Work task 1:
Transcribe the stretch of the peer review exchange from "Please refer to" through "the revised manuscript.".
Work task 2:
Say whether each statement agrees with the peer review exchange. Answer yes or no for each, and quote the exact words from the exchange that decide it.
(a) Reviewer 3 finds that the Abstract still contains too many technical details.
(b) Reviewer 3 notes that the study's limitations are now described in the Introduction.
(c) The authors state that the revised Abstract is given only in the manuscript.
Segment Start: Page extract
Please refer to the attached document for more details.

Author Response File: Author Response.pdf

Round 2

Reviewer 1 Report

Comments and Suggestions for Authors

All the reviewer suggestions has been carefully incorporated and addressed in the revised manuscript.

Author Response

We sincerely thank for your thoughtful guidance and valuable time. Each of your suggestions has been deeply inspiring, and the transformation of this manuscript from the initial draft to the final version is entirely due to these valuable comments. We also hope to build on these insights to further plan future research directions and look forward to continued valuable achievements.

Reviewer 3 Report

Comments and Suggestions for Authors

The authors have addressed major concerns regarding the limitation of the study and described them explicitly in the Conclusion of the revised ms. Althogether, the revised ms could be potentially recommended for publication. While some parts of the Introduction have been edited, the Abstract remains to be overloaded by technical details referring to the well-known ML approaches that were employed here. Since they are only used as instruments, the suggestion is to shift the focus of the Abstract more to the problem and outcome of this current study and its potential applicability, rather than listing the (conventional) employed methods.

Author Response

Comments:

The authors have addressed major concerns regarding the limitation of the study and described them explicitly in the Conclusion of the revised ms. Alt hogether, the revised ms could be potentially recommended for publication. While some parts of the Introduction have been edited, the Abstract remains to be overloaded by technical details referring to the well-known ML approaches that were employed here. Since they are only used as instruments, the suggestion is to shift the focus of the Abstract more to the problem and outcome of this current study and its potential applicability, rather than listing the (conventional) employed methods.

Response

Thank you for your constructive suggestions. We have thoroughly revised the Abstract accordingly to shift the focus towards the research problem, key outcomes, and applicability. The technical details of the conventional methods have been streamlined, and greater emphasis is now placed on our fully automated framework, its performance gains, and its practical potential. The revised Abstract is provided below and in the manuscript. We believe it now better highlights the contribution of our work. If further adjustments are needed, we are happy to continue refining it based on your valuable feedback.
Segment End: Page extract
Segment Start: Recorded information
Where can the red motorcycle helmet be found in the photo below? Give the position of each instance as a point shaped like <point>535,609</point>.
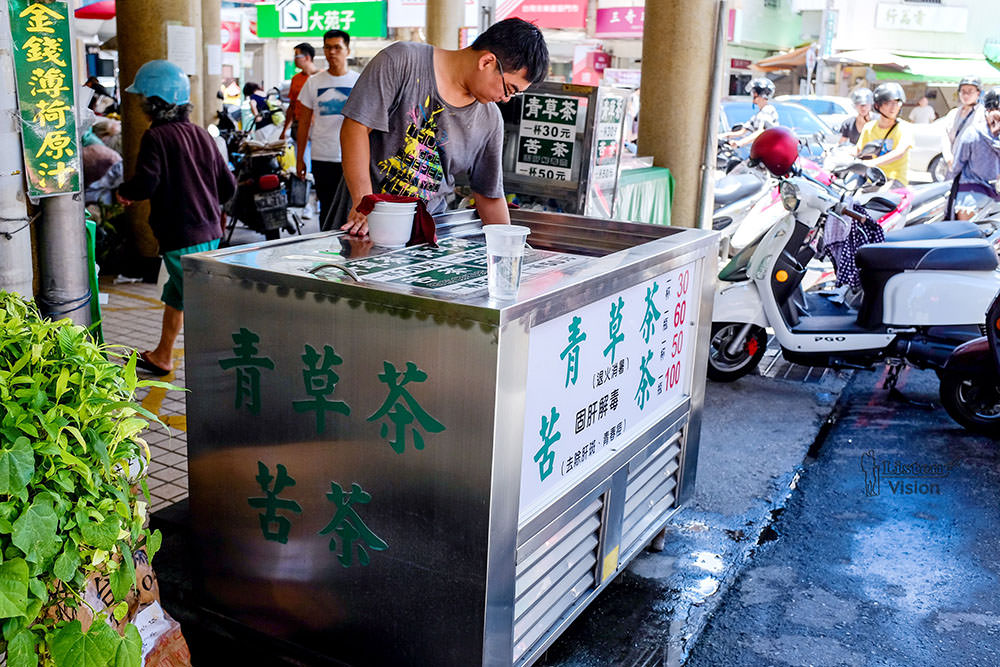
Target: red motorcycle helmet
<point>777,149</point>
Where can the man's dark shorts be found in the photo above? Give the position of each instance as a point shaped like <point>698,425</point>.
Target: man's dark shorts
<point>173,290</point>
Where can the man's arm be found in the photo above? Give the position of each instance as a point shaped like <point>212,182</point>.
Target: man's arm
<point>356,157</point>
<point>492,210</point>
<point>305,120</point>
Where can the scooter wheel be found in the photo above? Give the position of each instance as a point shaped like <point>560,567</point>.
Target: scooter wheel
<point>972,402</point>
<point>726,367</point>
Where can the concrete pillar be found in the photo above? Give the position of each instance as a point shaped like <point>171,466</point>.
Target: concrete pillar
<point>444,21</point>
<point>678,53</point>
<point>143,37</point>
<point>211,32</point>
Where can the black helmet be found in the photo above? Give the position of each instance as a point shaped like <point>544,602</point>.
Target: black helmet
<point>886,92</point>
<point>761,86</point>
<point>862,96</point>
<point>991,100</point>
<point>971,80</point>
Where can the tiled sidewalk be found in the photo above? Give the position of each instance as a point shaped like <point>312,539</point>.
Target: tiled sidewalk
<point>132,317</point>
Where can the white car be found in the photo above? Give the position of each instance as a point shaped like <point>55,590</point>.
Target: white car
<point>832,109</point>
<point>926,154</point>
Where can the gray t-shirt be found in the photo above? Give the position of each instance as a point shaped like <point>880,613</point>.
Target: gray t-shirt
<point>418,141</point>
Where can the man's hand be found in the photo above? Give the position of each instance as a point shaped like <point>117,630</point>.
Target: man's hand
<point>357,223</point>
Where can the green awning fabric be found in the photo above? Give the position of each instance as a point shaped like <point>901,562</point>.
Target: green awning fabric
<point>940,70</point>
Segment End: Recorded information
Segment Start: Recorded information
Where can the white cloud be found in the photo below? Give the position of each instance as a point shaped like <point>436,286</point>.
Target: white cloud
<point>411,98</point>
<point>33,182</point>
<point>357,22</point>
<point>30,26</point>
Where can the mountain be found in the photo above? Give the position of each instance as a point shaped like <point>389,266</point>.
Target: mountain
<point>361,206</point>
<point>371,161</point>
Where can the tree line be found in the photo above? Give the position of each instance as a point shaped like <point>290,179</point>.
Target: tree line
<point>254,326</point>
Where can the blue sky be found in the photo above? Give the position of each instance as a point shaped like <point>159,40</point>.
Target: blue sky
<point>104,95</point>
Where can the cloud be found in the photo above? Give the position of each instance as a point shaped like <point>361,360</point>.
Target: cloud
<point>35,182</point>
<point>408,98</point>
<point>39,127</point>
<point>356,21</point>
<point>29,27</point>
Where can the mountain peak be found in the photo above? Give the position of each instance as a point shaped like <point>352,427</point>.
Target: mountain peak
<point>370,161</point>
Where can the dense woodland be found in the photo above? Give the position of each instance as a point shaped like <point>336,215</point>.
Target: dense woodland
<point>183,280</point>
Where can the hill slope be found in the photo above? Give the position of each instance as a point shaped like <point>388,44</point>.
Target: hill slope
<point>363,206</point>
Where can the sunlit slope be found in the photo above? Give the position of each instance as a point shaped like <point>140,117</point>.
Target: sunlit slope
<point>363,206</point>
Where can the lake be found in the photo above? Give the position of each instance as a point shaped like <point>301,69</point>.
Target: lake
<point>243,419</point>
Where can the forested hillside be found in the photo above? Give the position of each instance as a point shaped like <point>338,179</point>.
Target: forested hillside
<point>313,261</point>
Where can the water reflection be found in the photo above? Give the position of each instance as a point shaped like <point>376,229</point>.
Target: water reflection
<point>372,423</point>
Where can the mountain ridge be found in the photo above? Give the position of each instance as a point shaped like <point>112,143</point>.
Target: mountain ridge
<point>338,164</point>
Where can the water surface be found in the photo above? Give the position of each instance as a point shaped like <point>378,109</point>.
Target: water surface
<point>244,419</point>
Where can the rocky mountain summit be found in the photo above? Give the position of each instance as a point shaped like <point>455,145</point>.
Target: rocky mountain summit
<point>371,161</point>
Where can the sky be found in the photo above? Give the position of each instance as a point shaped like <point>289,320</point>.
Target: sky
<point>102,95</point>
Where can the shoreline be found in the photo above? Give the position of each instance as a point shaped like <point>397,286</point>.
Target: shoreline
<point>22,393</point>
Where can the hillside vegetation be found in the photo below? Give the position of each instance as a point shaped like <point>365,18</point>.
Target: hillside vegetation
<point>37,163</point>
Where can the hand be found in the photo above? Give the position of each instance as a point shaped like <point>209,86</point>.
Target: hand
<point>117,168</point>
Segment End: Recorded information
Worked solution 1:
Please refer to the attached document for more details.

Author Response File: Author Response.pdf

Round 2

Reviewer 1 Report

Comments and Suggestions for Authors

All the reviewer suggestions has been carefully incorporated and addressed in the revised manuscript.

Worked solution 2:
(a) Yes: "the Abstract remains to be overloaded by technical details referring to the well-known ML approaches that were employed here"
(b) No: "described them explicitly in the Conclusion of the revised ms"
(c) No: "The revised Abstract is provided below and in the manuscript."